[Start Data for the task]

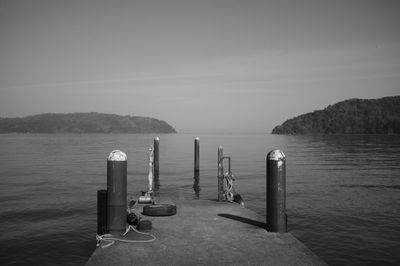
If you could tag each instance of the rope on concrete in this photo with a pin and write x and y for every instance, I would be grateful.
(111, 239)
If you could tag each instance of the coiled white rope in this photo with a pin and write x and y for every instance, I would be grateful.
(110, 238)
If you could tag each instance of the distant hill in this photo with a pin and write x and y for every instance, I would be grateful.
(84, 123)
(354, 116)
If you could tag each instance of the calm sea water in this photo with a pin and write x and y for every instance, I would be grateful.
(343, 192)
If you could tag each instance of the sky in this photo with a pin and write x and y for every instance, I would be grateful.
(202, 66)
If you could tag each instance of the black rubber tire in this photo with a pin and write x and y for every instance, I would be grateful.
(159, 210)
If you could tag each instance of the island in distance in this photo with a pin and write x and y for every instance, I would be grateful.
(353, 116)
(84, 123)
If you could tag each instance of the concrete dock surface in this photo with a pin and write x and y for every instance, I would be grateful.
(207, 232)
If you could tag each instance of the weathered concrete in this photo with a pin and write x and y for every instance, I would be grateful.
(207, 232)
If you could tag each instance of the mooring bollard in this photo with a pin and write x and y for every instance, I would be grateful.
(101, 212)
(220, 174)
(276, 192)
(196, 155)
(116, 191)
(156, 158)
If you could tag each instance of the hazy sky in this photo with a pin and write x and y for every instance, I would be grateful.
(202, 66)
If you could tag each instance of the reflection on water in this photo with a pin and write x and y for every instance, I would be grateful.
(342, 191)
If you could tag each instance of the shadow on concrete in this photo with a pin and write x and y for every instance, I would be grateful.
(243, 220)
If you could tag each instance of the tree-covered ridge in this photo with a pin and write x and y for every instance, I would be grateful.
(84, 123)
(354, 116)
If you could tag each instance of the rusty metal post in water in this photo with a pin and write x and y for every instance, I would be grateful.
(196, 155)
(276, 192)
(116, 191)
(220, 174)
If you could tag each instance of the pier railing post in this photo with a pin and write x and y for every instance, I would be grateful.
(220, 174)
(276, 192)
(116, 191)
(196, 155)
(156, 158)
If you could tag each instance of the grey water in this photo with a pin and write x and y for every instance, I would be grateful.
(343, 191)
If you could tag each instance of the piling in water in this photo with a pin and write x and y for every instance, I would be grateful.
(116, 191)
(276, 192)
(196, 155)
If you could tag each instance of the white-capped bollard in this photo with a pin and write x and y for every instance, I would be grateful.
(276, 192)
(116, 191)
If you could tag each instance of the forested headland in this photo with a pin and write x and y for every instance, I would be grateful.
(353, 116)
(84, 123)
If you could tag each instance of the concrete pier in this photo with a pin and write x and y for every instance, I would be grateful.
(207, 232)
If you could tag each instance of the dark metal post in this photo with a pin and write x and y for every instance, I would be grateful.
(196, 155)
(116, 191)
(276, 192)
(156, 158)
(101, 212)
(220, 174)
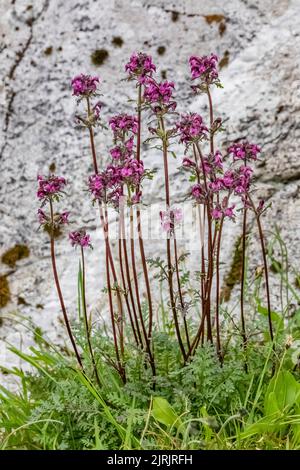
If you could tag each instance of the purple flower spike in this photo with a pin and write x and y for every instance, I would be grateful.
(160, 93)
(80, 238)
(140, 66)
(84, 85)
(191, 128)
(205, 68)
(49, 187)
(244, 151)
(124, 123)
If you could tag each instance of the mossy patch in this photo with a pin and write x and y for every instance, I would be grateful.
(161, 50)
(222, 28)
(225, 60)
(22, 301)
(218, 19)
(4, 291)
(14, 254)
(117, 41)
(214, 18)
(48, 50)
(235, 272)
(52, 167)
(175, 16)
(57, 230)
(99, 56)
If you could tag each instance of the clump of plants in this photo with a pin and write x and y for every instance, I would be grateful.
(191, 369)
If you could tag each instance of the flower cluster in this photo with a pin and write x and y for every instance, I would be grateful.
(205, 68)
(80, 238)
(191, 128)
(124, 151)
(169, 219)
(158, 93)
(84, 85)
(223, 210)
(50, 187)
(216, 183)
(108, 185)
(244, 151)
(140, 65)
(59, 219)
(123, 124)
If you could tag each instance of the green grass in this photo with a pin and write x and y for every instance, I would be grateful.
(199, 406)
(203, 405)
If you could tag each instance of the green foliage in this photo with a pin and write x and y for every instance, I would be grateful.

[End Data for the task]

**Set task**. Drop the images and quote the entries word for word.

**Exercise result**.
If you could tag each instance of the rope on concrete in this photo with a pin and write x and y for every instance, I would be grateful.
(111, 239)
If you could tag each instance of the coiled white rope in this photo with a pin and write x and y for every instance, I would be grateful.
(110, 238)
If you could tag each instance of the distant hill in this photo with a pin and write x and y for every instance, I would be grateful.
(84, 123)
(354, 116)
If you could tag each instance of the calm sea water in this photo with a pin and write x and y for every instance, I would be grateful.
(343, 192)
If you could tag each instance of the sky in this photo with a pin and write x and y for every instance, I would be grateful.
(202, 66)
If you could tag each instance of the black rubber tire in this photo with a pin and write x and y for every instance, I would be grateful.
(159, 210)
If you could tag each instance of the island in distance in this photo with a pin and write x and y for every instance, I would be grateful.
(353, 116)
(84, 123)
If you could tag each instance of the concrete dock surface in this photo with a pin and write x and y for every instance, I would be grateful.
(207, 232)
If you could tag each instance of the weathered concrete in this photo with a pin and write x and y for every instance, I would be grateful.
(207, 232)
If you could tag each instance of the mooring bollard in this photo with a pin and write x and y for every instance, I would be grateful.
(101, 212)
(220, 174)
(276, 192)
(196, 155)
(116, 191)
(156, 158)
If you could tag each instance of the hazy sky in this photo with a pin and write x and y for every instance, I would be grateful.
(202, 66)
If you could tag each instance of the reflection on water in this photo with a pin and write x and y for every instance, I would be grateful.
(342, 191)
If you could tag each instance of the shadow on concrete in this photo with a pin and write x and y for every instance, I would be grateful.
(243, 220)
If you could tag each instance of the tree-covered ridge in this photo with a pin and write x and y for every instance, I would be grateful.
(84, 123)
(354, 116)
If you could tag each instance of the rusty metal post in water in this photo with a pin and write x and y for every instance, I would be grateful.
(196, 155)
(276, 192)
(116, 191)
(220, 174)
If you could tag each instance of the pier railing post in this photo with a pin and write x and y for every instance, I would be grateful.
(220, 174)
(276, 192)
(116, 191)
(196, 155)
(156, 158)
If you could tag each instance of the grey water in this photo with a pin and write x and y for every instance, I would be grateful.
(343, 191)
If you could tag each instance of the piling in water in this photo with a pin and write x and y for every instance, I would be grateful.
(116, 191)
(276, 192)
(196, 155)
If you could tag each instance of the white-capped bollard in this photo with a pin and write x and y for every instance, I would be grateful.
(276, 192)
(116, 191)
If you could tag each instance of the forested headland in this photo with a pin and write x and y for every instance, I would be grateful.
(353, 116)
(84, 123)
If you could tag each instance of the concrete pier in this photo with a pin and write x and y for every instance, I would be grateful.
(207, 232)
If you could tag each instance of the dark metal post in this photo with a pin and write x and y for every instance, I would be grateful.
(196, 155)
(116, 191)
(276, 192)
(156, 158)
(101, 212)
(220, 174)
If you could tag each instance of the purple flower spike in this photo with a pin and write x and y for every instance, I would be grateful.
(160, 93)
(80, 238)
(140, 66)
(84, 85)
(191, 128)
(205, 68)
(49, 187)
(244, 151)
(124, 123)
If you could tag each instance of the mossy patch in this photo with a pin and write x and y for every instance, I would be grateful.
(161, 50)
(222, 28)
(225, 60)
(22, 301)
(218, 19)
(4, 291)
(14, 254)
(117, 41)
(214, 18)
(48, 50)
(235, 272)
(52, 167)
(175, 16)
(57, 230)
(99, 56)
If you could tag each instance of the clump of plants in this photo with a pin and write x and y for every instance, I would be grateful.
(191, 369)
If you could tag each instance of the flower cluster in this photo with a pin and write x and y for every instance, I would be grateful.
(205, 68)
(80, 238)
(191, 128)
(124, 151)
(169, 219)
(158, 93)
(84, 85)
(223, 210)
(50, 187)
(216, 183)
(108, 185)
(244, 151)
(140, 65)
(59, 219)
(123, 124)
If you could tag each instance of the green grass in this photo with a pin and write x and y for every instance, I would be grateful.
(199, 406)
(203, 405)
If you could tag each instance of the green foliage in this photo with a pin and write x and y for every instance, I would be grateful.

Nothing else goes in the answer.